§ **TASK DESCRIPTION**: Skip any picture you find and retype all the remaining lines exactly.

** Start **

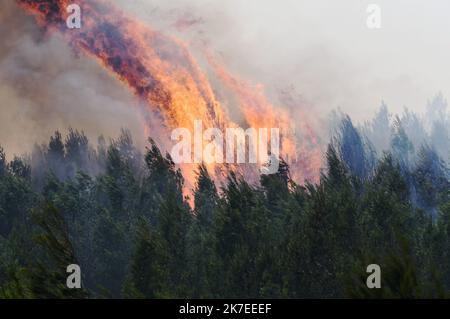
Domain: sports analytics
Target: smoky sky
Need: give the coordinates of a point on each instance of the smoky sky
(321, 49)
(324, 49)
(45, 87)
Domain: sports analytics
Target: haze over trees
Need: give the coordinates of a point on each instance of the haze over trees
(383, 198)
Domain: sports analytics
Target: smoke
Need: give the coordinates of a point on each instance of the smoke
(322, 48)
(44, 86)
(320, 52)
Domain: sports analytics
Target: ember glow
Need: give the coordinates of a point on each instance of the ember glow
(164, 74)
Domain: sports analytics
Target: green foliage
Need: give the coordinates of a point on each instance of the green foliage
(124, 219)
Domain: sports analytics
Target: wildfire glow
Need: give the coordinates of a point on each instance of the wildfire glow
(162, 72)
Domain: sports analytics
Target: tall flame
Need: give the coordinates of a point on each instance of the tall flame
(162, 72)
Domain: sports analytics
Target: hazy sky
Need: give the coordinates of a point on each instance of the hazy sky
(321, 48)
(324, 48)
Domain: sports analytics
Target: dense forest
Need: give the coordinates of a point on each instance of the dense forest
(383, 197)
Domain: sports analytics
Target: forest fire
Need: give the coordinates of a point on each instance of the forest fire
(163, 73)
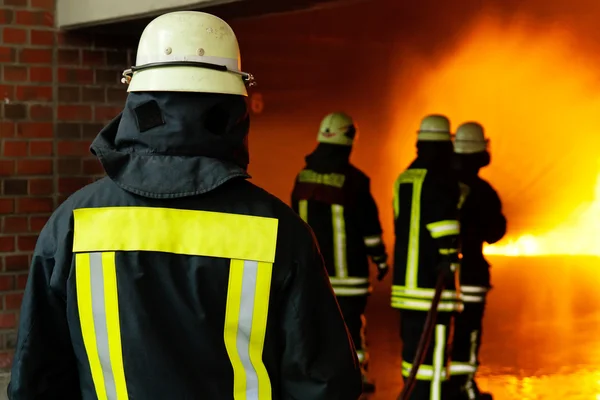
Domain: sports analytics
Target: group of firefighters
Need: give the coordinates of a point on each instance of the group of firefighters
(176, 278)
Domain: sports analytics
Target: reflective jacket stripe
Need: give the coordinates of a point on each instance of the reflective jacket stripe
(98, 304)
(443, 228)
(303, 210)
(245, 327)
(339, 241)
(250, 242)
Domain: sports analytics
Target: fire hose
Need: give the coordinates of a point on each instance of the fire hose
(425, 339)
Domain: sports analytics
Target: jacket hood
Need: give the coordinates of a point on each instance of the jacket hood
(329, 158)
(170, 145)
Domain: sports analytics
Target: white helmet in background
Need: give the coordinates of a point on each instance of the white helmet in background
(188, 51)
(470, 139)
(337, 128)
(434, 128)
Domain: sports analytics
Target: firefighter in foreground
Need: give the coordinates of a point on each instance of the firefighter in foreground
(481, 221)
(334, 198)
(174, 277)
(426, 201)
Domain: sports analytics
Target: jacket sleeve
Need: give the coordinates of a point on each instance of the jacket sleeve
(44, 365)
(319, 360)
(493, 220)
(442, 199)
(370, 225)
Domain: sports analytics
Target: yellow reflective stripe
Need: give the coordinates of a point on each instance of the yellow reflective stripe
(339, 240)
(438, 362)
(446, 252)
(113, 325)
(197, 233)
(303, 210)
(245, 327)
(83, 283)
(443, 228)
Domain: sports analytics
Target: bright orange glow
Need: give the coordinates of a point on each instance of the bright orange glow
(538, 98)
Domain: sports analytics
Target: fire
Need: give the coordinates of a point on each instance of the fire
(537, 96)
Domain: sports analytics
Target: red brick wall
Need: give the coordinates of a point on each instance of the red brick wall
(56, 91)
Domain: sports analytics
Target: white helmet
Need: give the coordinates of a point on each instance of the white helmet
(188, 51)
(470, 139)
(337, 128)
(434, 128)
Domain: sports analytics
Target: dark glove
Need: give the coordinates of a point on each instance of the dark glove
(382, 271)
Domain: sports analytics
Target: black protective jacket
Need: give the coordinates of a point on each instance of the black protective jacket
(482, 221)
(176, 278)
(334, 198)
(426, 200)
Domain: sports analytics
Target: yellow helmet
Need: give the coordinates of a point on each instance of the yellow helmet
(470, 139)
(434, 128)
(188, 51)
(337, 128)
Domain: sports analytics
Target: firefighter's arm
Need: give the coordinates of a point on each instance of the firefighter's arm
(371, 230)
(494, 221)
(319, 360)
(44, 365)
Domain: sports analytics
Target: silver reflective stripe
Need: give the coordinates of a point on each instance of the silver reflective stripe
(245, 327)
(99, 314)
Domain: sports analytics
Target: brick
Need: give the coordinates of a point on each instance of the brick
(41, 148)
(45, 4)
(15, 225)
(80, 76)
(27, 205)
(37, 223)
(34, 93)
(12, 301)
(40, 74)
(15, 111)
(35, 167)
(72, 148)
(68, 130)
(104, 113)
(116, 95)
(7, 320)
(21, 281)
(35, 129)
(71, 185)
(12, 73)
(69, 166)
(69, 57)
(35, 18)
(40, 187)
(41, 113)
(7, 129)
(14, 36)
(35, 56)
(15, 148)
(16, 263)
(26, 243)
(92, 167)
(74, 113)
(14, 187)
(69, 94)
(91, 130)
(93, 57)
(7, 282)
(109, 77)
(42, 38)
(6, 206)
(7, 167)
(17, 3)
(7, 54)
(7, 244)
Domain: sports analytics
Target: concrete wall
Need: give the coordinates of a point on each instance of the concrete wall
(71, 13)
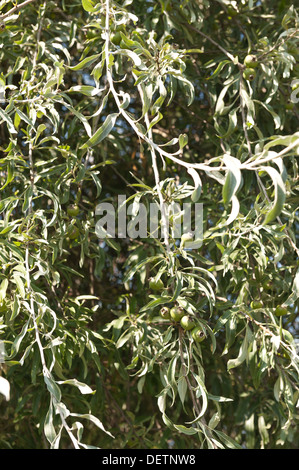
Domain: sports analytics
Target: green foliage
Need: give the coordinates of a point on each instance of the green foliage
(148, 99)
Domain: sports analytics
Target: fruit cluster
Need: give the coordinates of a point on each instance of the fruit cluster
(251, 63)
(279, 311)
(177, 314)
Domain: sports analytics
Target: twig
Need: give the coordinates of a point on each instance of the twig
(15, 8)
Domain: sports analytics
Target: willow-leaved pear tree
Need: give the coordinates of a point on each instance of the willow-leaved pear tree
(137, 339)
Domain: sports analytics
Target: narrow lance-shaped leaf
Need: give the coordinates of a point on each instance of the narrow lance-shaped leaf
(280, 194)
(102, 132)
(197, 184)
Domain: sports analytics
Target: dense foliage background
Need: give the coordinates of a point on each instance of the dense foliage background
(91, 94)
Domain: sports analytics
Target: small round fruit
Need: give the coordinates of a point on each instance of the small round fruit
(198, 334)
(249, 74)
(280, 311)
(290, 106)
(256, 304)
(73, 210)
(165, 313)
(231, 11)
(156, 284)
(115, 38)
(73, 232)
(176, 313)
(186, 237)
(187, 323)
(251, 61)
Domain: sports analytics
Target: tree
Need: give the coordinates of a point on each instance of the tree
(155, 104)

** End **

§ **WRITTEN RESPONSE**:
Domain: sports analytics
Target: smoky sky
Need: give the coordinates of a point on each instance of the smoky sky
(321, 49)
(324, 49)
(45, 87)
Domain: sports analytics
Target: haze over trees
Need: give the coordinates of a point on each instance of the haze over trees
(383, 198)
Domain: sports analytics
Target: smoke
Need: give the coordinates of a point on each instance of the smoke
(322, 48)
(44, 86)
(320, 52)
Domain: sports analytics
Target: ember glow
Need: give the coordinates of a point on each instance of the ember glow
(164, 74)
Domain: sports analytics
Target: green foliage
Need: give the coordinates of a point on each instance of the green foliage
(124, 219)
Domain: sports analytics
Target: wildfire glow
Need: give the coordinates of a point on each instance of the wildfire glow
(162, 72)
Domain: sports analytics
Target: tall flame
Need: give the coordinates of a point on each instance of the tall flame
(162, 72)
Domain: sports analytics
Target: hazy sky
Need: give the coordinates of a point on each instance of the hazy sky
(321, 48)
(324, 48)
Domain: sports analytics
Target: dense forest
Need: give the coordinates of a point on each instance of the dense forest
(383, 197)
Domain: sports analytics
Target: forest fire
Need: give the coordinates of a point on each instance of the forest fire
(163, 73)
Domain: sports analytics
Target: group of firefighters
Need: give the coordinates of a point on each instance of the group of firefighters
(176, 278)
Domain: sports analytics
Target: reflective jacket stripe
Need: give the coordinates of a point on each instance of the reflective jacket stripe
(98, 304)
(443, 228)
(303, 210)
(245, 327)
(339, 241)
(250, 242)
Domain: sports analytics
Target: fire hose
Need: give the coordinates of a point on each instance of the fire hose
(425, 339)
Domain: sports analytics
Target: jacket hood
Need: give the coordinates of a point on each instance of the jacket hood
(329, 158)
(170, 145)
Domain: sports analytics
Target: white helmet in background
Need: give the coordinates of a point on each instance of the white helmet in background
(188, 51)
(470, 139)
(337, 128)
(434, 128)
Domain: sports analytics
Target: firefighter in foreground
Need: give the coordinates of a point on each instance of the firefighter in foreground
(481, 221)
(334, 198)
(174, 277)
(426, 201)
Domain: sports analytics
Target: jacket sleeve
Need: give the coordinates of a point on each instance of the jacket sleeve
(44, 365)
(319, 360)
(493, 220)
(442, 199)
(370, 225)
Domain: sports analytics
Target: yellow reflective stripe
Need: give the coordinates of a point on each instance of the yellow reflective stripe
(339, 240)
(438, 362)
(446, 252)
(113, 325)
(197, 233)
(303, 210)
(245, 327)
(83, 283)
(443, 228)
Domain: sports analytics
Target: bright orange glow
Need: give the coordinates of a point on each instance of the bright orange glow
(538, 98)
Domain: sports analytics
Target: fire
Need: give the coordinates of a point on each instance of the fire
(537, 96)
Domain: sports analytics
Target: red brick wall
Need: give the coordinates of a point on each instance of the red brick wall
(56, 91)
Domain: sports analytics
Target: white helmet
Need: give the coordinates of a point on each instance of the white helmet
(188, 51)
(470, 139)
(337, 128)
(434, 128)
Domain: sports analytics
Target: dark glove
Need: give the coordinates of a point on each instance of the dark glove
(382, 271)
Domain: sports analytics
Target: black protective jacket
Need: give the coordinates of a point on each instance of the black protective jacket
(482, 221)
(176, 278)
(334, 198)
(426, 200)
Domain: sports analytics
Target: yellow helmet
Need: give the coordinates of a point on each instance of the yellow helmet
(470, 139)
(434, 128)
(188, 51)
(337, 128)
Domain: sports analytics
Target: firefighter's arm
Need: give the coordinates of a point on each instance of the firefighter's arm
(371, 230)
(494, 221)
(319, 360)
(44, 365)
Domain: sports analytics
Target: silver reflective stripe
Need: give the coordinates of a point on each instance of the silver reflective stripe
(245, 327)
(99, 314)
Domain: sports analytics
Target: brick
Need: give the coordinates of a point on each instance of the brick
(41, 148)
(45, 4)
(15, 225)
(80, 76)
(27, 205)
(37, 223)
(34, 93)
(12, 301)
(40, 74)
(15, 111)
(35, 167)
(72, 148)
(68, 130)
(104, 113)
(116, 95)
(7, 320)
(21, 281)
(35, 129)
(71, 185)
(12, 73)
(69, 166)
(69, 57)
(35, 18)
(40, 187)
(41, 113)
(7, 129)
(14, 36)
(35, 56)
(15, 148)
(16, 263)
(26, 243)
(92, 167)
(74, 113)
(14, 187)
(69, 94)
(91, 130)
(93, 57)
(7, 282)
(109, 77)
(42, 38)
(6, 206)
(7, 167)
(17, 3)
(7, 54)
(7, 244)
Domain: sports analytics
Target: concrete wall
Need: give the coordinates of a point on each instance of the concrete wall
(71, 13)
Domain: sports analytics
Target: green foliage
Need: give the coordinates of a point on each instance of the green foliage
(148, 99)
Domain: sports analytics
Target: fruit cluster
Need: give the coordinates of a point on each instance of the fruit cluster
(251, 63)
(279, 311)
(177, 314)
Domain: sports analytics
Target: twig
Need: give the coordinates of a point on each instance of the twig
(15, 8)
Domain: sports analytics
Target: willow-leaved pear tree
Need: give the coordinates of a point on each instance of the willow-leaved pear tree
(137, 339)
Domain: sports analytics
Target: narrow lance-shaped leaf
Need: give the coordinates of a point on each instance of the narrow lance-shaped leaf
(280, 194)
(102, 132)
(197, 184)
Domain: sports analytics
Target: dense foliage background
Need: give the coordinates of a point on each instance of the dense foliage background
(91, 94)
Domain: sports analytics
Target: small round fruit
Need: give the coordinates of a point on each instance of the small round fruit
(198, 334)
(249, 74)
(280, 311)
(290, 106)
(256, 304)
(73, 210)
(165, 313)
(231, 11)
(156, 284)
(115, 38)
(73, 232)
(176, 313)
(186, 237)
(187, 323)
(251, 61)
Domain: sports analytics
Target: tree
Need: give the coordinates of a point on each instance of the tree
(155, 104)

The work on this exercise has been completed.